_Exercise details:_ Reproduce the listing below, substituting "locate" for every occurrence of "identify" and leaving all other text unchanged.

_Data provided:_

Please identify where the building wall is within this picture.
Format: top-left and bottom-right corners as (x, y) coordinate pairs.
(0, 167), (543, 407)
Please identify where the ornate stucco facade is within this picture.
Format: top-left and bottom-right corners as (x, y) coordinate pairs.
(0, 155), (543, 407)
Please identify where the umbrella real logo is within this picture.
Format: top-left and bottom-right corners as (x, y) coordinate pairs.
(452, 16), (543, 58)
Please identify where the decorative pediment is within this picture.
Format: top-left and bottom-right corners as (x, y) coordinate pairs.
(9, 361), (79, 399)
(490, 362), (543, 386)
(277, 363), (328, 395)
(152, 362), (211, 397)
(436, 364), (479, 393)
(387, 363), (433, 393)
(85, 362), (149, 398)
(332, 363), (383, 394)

_Solution:_
Please locate where the building wall is within this picture.
Format: top-left and bottom-right corners as (x, y) coordinate pairs.
(0, 167), (543, 407)
Please locate where the ornate stucco facade is within this picture.
Format: top-left and bottom-right corners as (x, y) coordinate pairs.
(0, 155), (543, 407)
Please locate where the umbrella real logo is within this picture.
Format: top-left and bottom-right corners as (x, y) coordinate pairs.
(452, 16), (543, 58)
Please locate where the decorative pediment is within this picture.
Format: top-left and bottom-right corners as (x, y) coordinate pairs.
(9, 361), (79, 399)
(490, 362), (543, 386)
(277, 363), (328, 395)
(152, 362), (211, 397)
(436, 364), (479, 393)
(387, 363), (433, 393)
(85, 362), (149, 398)
(332, 363), (383, 394)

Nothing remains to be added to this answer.